::: MATERIAL SUPPLIED :::

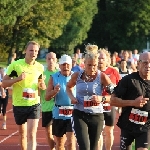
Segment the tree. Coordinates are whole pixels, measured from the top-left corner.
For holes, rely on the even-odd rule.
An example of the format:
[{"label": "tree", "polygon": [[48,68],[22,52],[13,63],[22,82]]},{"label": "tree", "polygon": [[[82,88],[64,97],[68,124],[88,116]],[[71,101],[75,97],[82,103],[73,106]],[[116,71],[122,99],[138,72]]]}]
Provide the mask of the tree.
[{"label": "tree", "polygon": [[[87,38],[93,17],[97,13],[98,0],[73,0],[68,7],[68,1],[63,1],[65,9],[69,9],[71,17],[63,29],[63,34],[52,42],[51,48],[59,55],[73,54],[74,47]],[[59,52],[58,52],[59,51]]]},{"label": "tree", "polygon": [[[150,30],[150,0],[101,0],[87,41],[110,50],[143,49]],[[95,30],[96,29],[96,30]]]}]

:::

- _WHAT THE TASK REQUIRES_
Reproduce the text of every record above verbatim, leaving out the pictures.

- _EXPECTED OUTPUT_
Segment the tree. Coordinates are whole pixels, measured from the top-left corner.
For holes, rely on the even-odd rule.
An example of the format:
[{"label": "tree", "polygon": [[48,68],[22,52],[13,63],[22,82]]},{"label": "tree", "polygon": [[[82,88],[64,97],[68,124],[88,116]],[[71,101],[75,97],[82,103],[73,106]],[[116,71],[122,99],[138,72]]]}]
Provide the mask of the tree.
[{"label": "tree", "polygon": [[[87,38],[93,17],[97,13],[98,0],[73,0],[68,7],[68,1],[63,1],[65,9],[69,9],[71,17],[63,29],[63,34],[52,42],[51,48],[59,55],[73,54],[74,47]],[[59,52],[58,52],[59,51]]]},{"label": "tree", "polygon": [[[150,30],[150,0],[101,0],[87,41],[110,50],[143,49]],[[95,30],[96,29],[96,30]]]}]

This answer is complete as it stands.